*WHAT TO PRODUCE:*
Update the rows below by replacing "one line per instance" with "one line for each instance" wherever it occurs, and leave everything else unchanged.

*Collection entries:*
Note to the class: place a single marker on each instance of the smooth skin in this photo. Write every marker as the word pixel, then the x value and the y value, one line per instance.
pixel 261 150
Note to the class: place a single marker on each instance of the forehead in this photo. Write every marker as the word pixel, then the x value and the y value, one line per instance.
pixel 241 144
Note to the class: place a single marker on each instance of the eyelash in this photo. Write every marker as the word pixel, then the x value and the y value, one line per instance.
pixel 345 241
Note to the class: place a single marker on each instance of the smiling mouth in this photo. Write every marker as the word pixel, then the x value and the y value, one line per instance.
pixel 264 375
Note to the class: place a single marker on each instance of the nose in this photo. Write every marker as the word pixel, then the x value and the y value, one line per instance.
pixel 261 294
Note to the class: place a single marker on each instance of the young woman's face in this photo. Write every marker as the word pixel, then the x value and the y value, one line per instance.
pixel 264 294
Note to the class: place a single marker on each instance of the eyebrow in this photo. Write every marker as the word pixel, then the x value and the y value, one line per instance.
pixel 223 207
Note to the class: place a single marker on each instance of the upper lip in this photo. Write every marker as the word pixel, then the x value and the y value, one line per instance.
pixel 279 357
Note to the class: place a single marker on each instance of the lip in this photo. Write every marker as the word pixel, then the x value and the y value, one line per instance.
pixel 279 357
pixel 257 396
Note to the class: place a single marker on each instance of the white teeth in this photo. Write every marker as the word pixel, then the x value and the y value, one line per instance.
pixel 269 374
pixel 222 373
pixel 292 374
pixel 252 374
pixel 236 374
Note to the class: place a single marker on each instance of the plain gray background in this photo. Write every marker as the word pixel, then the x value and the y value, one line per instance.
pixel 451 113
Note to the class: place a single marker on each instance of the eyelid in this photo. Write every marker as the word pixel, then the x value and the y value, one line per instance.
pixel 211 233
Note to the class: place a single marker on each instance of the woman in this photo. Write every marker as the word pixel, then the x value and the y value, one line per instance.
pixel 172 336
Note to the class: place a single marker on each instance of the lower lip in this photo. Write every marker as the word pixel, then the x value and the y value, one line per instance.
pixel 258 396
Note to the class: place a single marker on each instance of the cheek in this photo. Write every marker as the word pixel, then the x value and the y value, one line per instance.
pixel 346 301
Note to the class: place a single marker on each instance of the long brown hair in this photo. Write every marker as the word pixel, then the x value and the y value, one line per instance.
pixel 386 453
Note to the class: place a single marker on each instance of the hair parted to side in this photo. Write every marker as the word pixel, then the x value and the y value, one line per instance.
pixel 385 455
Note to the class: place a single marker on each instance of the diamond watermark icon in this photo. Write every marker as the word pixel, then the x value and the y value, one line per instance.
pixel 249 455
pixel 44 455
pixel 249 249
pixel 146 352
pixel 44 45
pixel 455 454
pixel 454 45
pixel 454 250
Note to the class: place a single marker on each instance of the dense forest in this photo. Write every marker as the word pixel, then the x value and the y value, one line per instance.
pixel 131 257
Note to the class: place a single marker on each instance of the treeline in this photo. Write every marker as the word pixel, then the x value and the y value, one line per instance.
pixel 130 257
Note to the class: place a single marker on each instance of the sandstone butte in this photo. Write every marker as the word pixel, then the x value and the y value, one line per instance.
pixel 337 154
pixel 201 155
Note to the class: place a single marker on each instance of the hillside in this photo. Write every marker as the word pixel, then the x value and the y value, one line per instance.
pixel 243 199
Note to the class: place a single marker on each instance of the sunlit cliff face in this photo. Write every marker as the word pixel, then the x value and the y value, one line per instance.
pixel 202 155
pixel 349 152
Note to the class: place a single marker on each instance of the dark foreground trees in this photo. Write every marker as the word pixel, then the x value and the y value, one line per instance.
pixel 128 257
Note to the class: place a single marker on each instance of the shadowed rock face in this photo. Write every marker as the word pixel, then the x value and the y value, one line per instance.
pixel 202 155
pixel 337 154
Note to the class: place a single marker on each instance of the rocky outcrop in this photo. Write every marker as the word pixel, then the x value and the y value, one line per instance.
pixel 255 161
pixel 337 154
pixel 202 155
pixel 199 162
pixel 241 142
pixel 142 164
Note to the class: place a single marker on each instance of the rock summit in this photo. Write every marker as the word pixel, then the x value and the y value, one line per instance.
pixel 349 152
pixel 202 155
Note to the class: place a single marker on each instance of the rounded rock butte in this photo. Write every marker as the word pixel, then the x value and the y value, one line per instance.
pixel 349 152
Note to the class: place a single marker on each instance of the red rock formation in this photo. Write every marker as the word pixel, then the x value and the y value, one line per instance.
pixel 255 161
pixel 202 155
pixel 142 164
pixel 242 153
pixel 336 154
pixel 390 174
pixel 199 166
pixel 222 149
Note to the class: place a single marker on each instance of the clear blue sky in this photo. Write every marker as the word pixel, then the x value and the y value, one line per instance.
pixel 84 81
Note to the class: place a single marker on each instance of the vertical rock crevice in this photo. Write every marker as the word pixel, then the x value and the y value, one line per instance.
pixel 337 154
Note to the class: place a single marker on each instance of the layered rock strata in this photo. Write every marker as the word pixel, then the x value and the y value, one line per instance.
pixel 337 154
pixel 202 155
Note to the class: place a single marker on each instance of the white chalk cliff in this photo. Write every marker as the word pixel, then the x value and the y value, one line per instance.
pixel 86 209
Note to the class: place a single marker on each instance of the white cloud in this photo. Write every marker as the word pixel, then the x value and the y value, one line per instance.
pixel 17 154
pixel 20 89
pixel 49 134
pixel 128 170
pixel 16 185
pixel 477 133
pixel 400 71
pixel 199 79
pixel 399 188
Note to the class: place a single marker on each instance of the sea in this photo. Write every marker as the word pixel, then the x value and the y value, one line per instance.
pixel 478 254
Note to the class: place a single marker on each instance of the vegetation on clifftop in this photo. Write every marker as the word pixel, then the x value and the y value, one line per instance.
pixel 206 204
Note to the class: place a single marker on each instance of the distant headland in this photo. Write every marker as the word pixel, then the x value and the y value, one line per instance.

*FINISHED ANSWER:*
Note to the class: place a single marker on each instance of the smooth skin in this photo. Write every marker as the word pixel, then the x value and the y value, one line for each instance.
pixel 261 150
Note to the class: place a single marker on each instance of the forehead in this photo. Write every marker as the word pixel, then the x value and the y value, one line for each instance.
pixel 241 144
Note to the class: place a single marker on each instance of the eyelash in this photo. Write every marker as the word pixel, then the x value and the y value, one line for each instance.
pixel 345 241
Note to the class: place a single marker on each instance of the smiling mouth in this photo. Write every marker as the word pixel, then the x value and the y value, one line for each instance.
pixel 264 375
Note to the class: place a single marker on each instance of the nose in this photo. Write every marker as the word pixel, then the x value and the y value, one line for each instance.
pixel 261 294
Note to the class: place a single marker on each instance of the young woman's face in this photo. Write every marker as the word pixel, then the x value and the y value, one line for each instance.
pixel 264 294
Note to the class: place a single marker on each instance of the eyebrow in this photo. Write every marker as the word pixel, then the x value and the y value, one line for each instance.
pixel 223 207
Note to the class: place a single marker on each instance of the upper lip in this photo. Write every marker as the word pixel, then the x value and the y value, one line for each instance.
pixel 279 357
Note to the class: place a single marker on each instance of the lip in this photo. Write every marker as the word pixel, then the x value and the y value, one line for each instance.
pixel 279 357
pixel 257 396
Note to the class: place a single marker on each instance of the white teeth in this photo. Write every marker as the word pixel, then the x value and the y value, one line for each instance.
pixel 269 374
pixel 222 373
pixel 292 374
pixel 252 374
pixel 236 374
Note to the class: place a single marker on each instance of the plain gray background in this photo. Write every marker as the word pixel, then the x value and the y value, one line for each instance.
pixel 451 113
Note to the class: place a single marker on each instance of the eyelid in this photo. Write every marker as the word pixel, then the x value and the y value, one line for each instance.
pixel 211 233
Note to the class: place a single marker on each instance of the woman in this photo. Write every marker as the word pixel, then the x value and the y value, one line for each instance.
pixel 172 336
Note to the class: place a single marker on each instance of the lower lip in this photo. Write every marker as the word pixel, then the x value and the y value, one line for each instance.
pixel 258 396
Note to the class: place a single marker on each instance of the cheek in this photo. Write every marker as the word pixel, then the x value and the y value, one line for each instance.
pixel 346 301
Note to the class: place a single marker on each instance of the long brown hair in this photo. Write every marker as the word pixel, then the x value and the y value, one line for each instance.
pixel 386 453
Note to the class: place a single marker on each instance of the hair parted to side in this photo. Write every marker as the word pixel, then the x value and the y value, one line for each instance.
pixel 385 455
Note to the class: place a single marker on each instance of the diamond watermark icon in this photo. Write every marker as the word pixel, then the x value and the y value, one line for each instance.
pixel 249 455
pixel 44 455
pixel 249 249
pixel 146 352
pixel 44 45
pixel 455 454
pixel 454 45
pixel 454 250
Note to the class: place a single marker on each instance of the dense forest in this photo. Write every marker as the word pixel, then the x value and the y value, one line for each instance.
pixel 131 257
Note to the class: place a single marker on each instance of the treeline in this photo. Write every marker as the word pixel, then the x value and the y value, one line for each instance.
pixel 130 257
Note to the class: place a single marker on each instance of the sandstone butte in this photo. Write every marker as the word pixel, then the x value and the y value, one line for each instance.
pixel 337 154
pixel 201 155
Note to the class: place a single marker on each instance of the hillside in this photo. Write every marker as the word pixel, then the x value and the y value, one line for each instance.
pixel 243 199
Note to the class: place a single marker on each instance of the sunlit cliff face in this photo. Write every marker as the word pixel, then the x value and the y value, one line for each instance.
pixel 202 155
pixel 349 152
Note to the class: place a single marker on each instance of the dark foreground trees in this photo. Write every marker as the word pixel, then the x value and the y value, one line for each instance.
pixel 128 257
Note to the class: place a single marker on each instance of the shadowed rock face in this photo. Write every marker as the word pixel, then the x value and the y value, one line for each instance.
pixel 202 155
pixel 337 154
Note to the class: place a single marker on each instance of the rocky outcrop in this photo. Write every marker as the word pixel, then the x value and the y value, one line for each instance.
pixel 255 161
pixel 337 154
pixel 202 155
pixel 199 162
pixel 241 142
pixel 142 164
Note to the class: place a single marker on each instance of the rock summit in this photo. Write every marker as the word pixel, then the x value and the y value, one line for each instance.
pixel 349 152
pixel 202 155
Note to the class: place a single marker on each instance of the rounded rock butte in this photo. Write every marker as the word pixel, then the x value and the y value, one line for each instance.
pixel 349 152
Note to the class: place a single marker on each instance of the red rock formation in this photo. Write every marker as the word pixel, then the x value and the y value, one line for each instance.
pixel 255 161
pixel 202 155
pixel 142 164
pixel 242 153
pixel 336 154
pixel 390 174
pixel 199 166
pixel 222 149
Note to the class: place a single marker on each instance of the clear blue sky in this photo. Write every marker as the word pixel, then the x value and the y value, one line for each instance.
pixel 84 81
Note to the class: place a single marker on each instance of the vertical rock crevice in this photo. Write every marker as the word pixel, then the x value and the y value, one line for each instance.
pixel 337 154
Note to the class: place a single marker on each instance of the layered rock strata in this photo. Write every marker as the word pixel, then the x value and the y value, one line for each instance.
pixel 337 154
pixel 202 155
Note to the class: place a single marker on each instance of the white chalk cliff in this photo. Write every marker as the word pixel, then the x value and the y value, one line for each instance.
pixel 86 209
Note to the class: place a single marker on each instance of the white cloud in this photo. Write every marker as the word pixel, then the x value and the y value, one line for each instance.
pixel 17 154
pixel 20 89
pixel 49 134
pixel 128 170
pixel 16 185
pixel 477 133
pixel 400 71
pixel 199 79
pixel 399 188
Note to the class: place a single marker on each instance of the sea in this photo. Write every marker as the word pixel, then the x value and the y value, one line for each instance.
pixel 478 254
Note to the class: place a single marker on each instance of the vegetation on clifftop in this photo. Write every marker as the word pixel, then the x value and the y value, one line for each instance.
pixel 206 204
Note to the class: place a single marker on each instance of the distant headland in this photo. Write every marker as the word pixel, then the x value and the y value, one line for each instance.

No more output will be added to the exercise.